▶ **What needs to be done**
What you return must match the records word for word.

▶ **Extracted records**
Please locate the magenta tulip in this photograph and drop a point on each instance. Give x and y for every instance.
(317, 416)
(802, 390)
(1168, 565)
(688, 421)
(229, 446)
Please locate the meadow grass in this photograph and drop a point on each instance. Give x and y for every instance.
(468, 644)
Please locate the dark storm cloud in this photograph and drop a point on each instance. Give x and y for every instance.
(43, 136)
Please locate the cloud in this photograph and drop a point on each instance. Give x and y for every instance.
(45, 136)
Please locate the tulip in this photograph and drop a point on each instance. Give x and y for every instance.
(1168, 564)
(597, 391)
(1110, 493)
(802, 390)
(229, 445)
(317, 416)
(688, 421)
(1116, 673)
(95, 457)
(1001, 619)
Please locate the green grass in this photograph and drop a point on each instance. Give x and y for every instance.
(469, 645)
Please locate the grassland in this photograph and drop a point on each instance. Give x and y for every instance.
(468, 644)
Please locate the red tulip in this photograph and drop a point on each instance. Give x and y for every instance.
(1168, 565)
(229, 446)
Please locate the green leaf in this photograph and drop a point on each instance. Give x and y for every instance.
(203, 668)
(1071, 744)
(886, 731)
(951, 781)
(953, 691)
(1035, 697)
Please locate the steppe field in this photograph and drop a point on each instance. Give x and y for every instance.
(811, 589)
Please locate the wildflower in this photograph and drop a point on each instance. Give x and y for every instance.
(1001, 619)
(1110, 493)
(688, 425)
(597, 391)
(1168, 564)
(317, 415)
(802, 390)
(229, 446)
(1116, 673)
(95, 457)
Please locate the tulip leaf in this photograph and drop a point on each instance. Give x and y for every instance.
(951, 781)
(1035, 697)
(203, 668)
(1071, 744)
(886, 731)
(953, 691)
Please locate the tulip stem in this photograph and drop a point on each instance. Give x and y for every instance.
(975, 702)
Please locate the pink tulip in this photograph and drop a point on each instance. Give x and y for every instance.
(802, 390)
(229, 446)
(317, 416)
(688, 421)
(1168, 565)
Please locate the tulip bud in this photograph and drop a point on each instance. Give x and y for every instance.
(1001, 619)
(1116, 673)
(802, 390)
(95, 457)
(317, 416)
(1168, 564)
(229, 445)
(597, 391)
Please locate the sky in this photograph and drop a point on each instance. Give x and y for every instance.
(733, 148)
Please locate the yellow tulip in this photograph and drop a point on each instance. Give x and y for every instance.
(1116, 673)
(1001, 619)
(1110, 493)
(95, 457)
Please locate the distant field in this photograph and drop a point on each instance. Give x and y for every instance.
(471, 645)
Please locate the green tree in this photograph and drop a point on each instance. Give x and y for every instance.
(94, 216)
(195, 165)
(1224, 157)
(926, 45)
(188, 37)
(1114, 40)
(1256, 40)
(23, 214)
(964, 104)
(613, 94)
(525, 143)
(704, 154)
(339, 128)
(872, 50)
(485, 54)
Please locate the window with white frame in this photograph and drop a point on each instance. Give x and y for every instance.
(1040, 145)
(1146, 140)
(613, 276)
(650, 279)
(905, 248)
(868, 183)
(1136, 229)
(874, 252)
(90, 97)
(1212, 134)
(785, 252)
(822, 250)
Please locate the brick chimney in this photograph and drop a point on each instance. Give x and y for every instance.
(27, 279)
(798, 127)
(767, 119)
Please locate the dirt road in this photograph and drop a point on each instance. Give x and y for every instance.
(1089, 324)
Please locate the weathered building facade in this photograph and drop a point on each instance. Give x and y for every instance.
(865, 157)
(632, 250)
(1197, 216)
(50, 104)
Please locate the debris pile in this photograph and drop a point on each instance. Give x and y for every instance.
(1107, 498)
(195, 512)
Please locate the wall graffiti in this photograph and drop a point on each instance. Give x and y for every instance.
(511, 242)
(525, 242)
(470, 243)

▶ **Result for this exercise**
Please locate the magenta tulip in this photograph and drop a point on each instance. Give x and y for every instance.
(317, 416)
(802, 390)
(1168, 565)
(688, 421)
(229, 446)
Please locate the meadow grass in this photograph and drop a point on each instance. Give x and y for every instance.
(468, 644)
Please locate the dark storm cloud in this photograph and drop a point on each instance. Give x and y for every instance.
(43, 136)
Please locate the cloud in this photograph and drop a point on each instance. Give x and y for every instance.
(45, 136)
Please locate the tulip in this photograph and drop a point on each instance. Give x and y for every instance.
(1168, 564)
(597, 391)
(1110, 493)
(802, 390)
(229, 445)
(317, 416)
(688, 421)
(1116, 673)
(95, 457)
(1001, 619)
Please locate the green grass in this photograph and drop a point on each instance. Give x and y for every instance.
(469, 645)
Please locate the grassland in this photograph and drop a point on each instance. Give x and y for every instance.
(468, 644)
Please locate the red tulip in this photograph and drop a point on each instance. Give x and y for every instance.
(1168, 565)
(229, 446)
Please locate the green leaf in this photograph and drop a point on each instance. Give x and y for every instance.
(203, 668)
(1071, 744)
(886, 731)
(951, 781)
(953, 691)
(1035, 697)
Please locate the steppe field in this photograph and drop a point on each instance. Give x and y for every instance.
(811, 589)
Please locate the wildflower in this photograph and drop a point on each instance. Give x and y for every instance.
(1001, 619)
(1110, 493)
(688, 425)
(597, 391)
(1168, 564)
(317, 415)
(802, 390)
(229, 446)
(1116, 673)
(95, 457)
Please locate the tulip leaf in this photograph and drop a point on each instance. Give x and y for every instance.
(951, 781)
(1035, 697)
(203, 668)
(1071, 744)
(886, 731)
(953, 691)
Please locate the tulip stem in this photograph and drop a point on each instance. Give x and y for every instance.
(975, 702)
Please locate the pink tulip in this photograph and drop a point on each instance. Give x and y for every instance.
(802, 390)
(229, 446)
(317, 416)
(688, 421)
(1168, 565)
Please locate the tulip bud in this photograph and drop a point on each instance. Give x and y for every instance.
(1001, 619)
(1116, 673)
(802, 390)
(95, 457)
(317, 416)
(1168, 564)
(229, 445)
(597, 391)
Please locate the sky in this photograph and drop a point on each instance. Give x and y for every instance.
(733, 148)
Please locate the yellow tulip in this photograph and drop a point on each instance. Give x and y for every instance.
(1116, 673)
(1001, 619)
(1110, 493)
(95, 457)
Please locate the distant field in this photograph and drop a point on each instance. Give x and y for every instance.
(471, 645)
Please locate the green tree in this photograph and drop a point on each instance. Give x and y for every instance.
(94, 216)
(195, 165)
(1224, 157)
(926, 45)
(188, 37)
(1114, 40)
(1256, 40)
(23, 214)
(964, 104)
(613, 94)
(525, 143)
(704, 154)
(339, 128)
(872, 50)
(485, 54)
Please locate the window with white frame in this photograph and drop a point on each instance. Give x and y for every instance.
(1040, 145)
(1146, 140)
(613, 276)
(650, 279)
(905, 248)
(868, 183)
(1136, 229)
(874, 252)
(90, 97)
(1212, 134)
(785, 252)
(822, 250)
Please locate the brick chimney in this photograph and drop a point on each instance. Give x and y for every instance.
(27, 279)
(798, 127)
(767, 119)
Please locate the dirt road in this photograph and drop a point on each instance. Give x and y for every instance.
(1089, 324)
Please locate the weathered building facade in this photograph and drop a point on each instance. Give x and y for every instance.
(865, 157)
(632, 250)
(1197, 216)
(50, 104)
Please locate the debris pile in this photograph and drop a point on each instance. Give x and y for every instance.
(1107, 498)
(195, 512)
Please locate the wall graffiti in this photograph and drop a point on each instance. Give x and y for every instance.
(511, 242)
(525, 242)
(470, 243)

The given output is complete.